++++ ENTRIES

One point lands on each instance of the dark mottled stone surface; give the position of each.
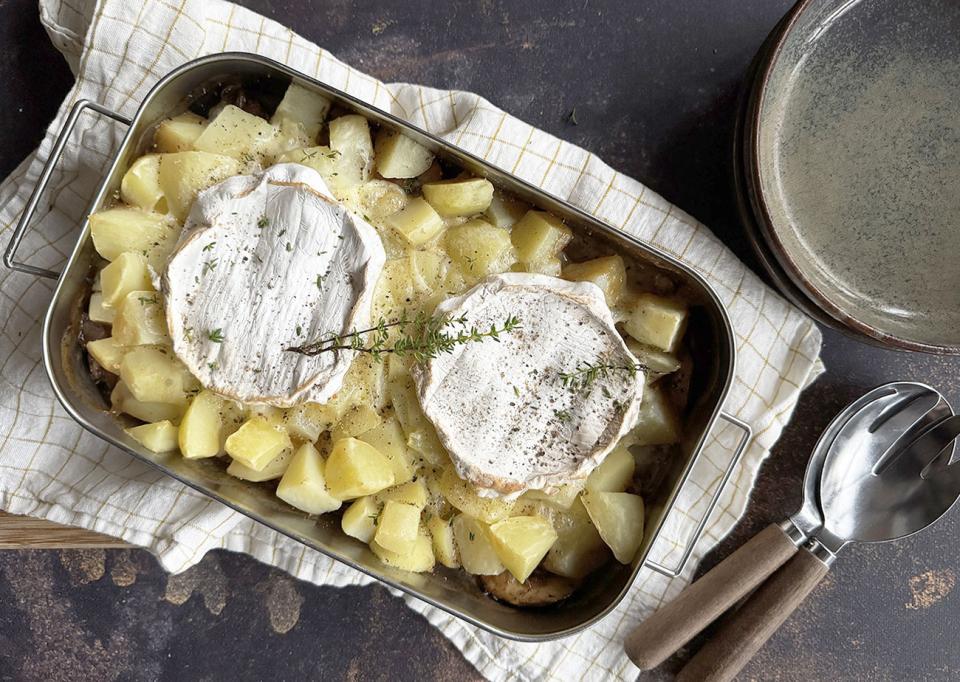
(654, 85)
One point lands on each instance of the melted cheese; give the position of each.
(266, 262)
(501, 409)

++++++++

## WHAT TO DO
In the listing above, find the line containing "One point lands on each instance of the melted" and please quote exactly that line through the last one, and no other lines.

## WRITTEN SOLUTION
One point lands on each instance of the melted cheese; give the position of each.
(266, 262)
(501, 409)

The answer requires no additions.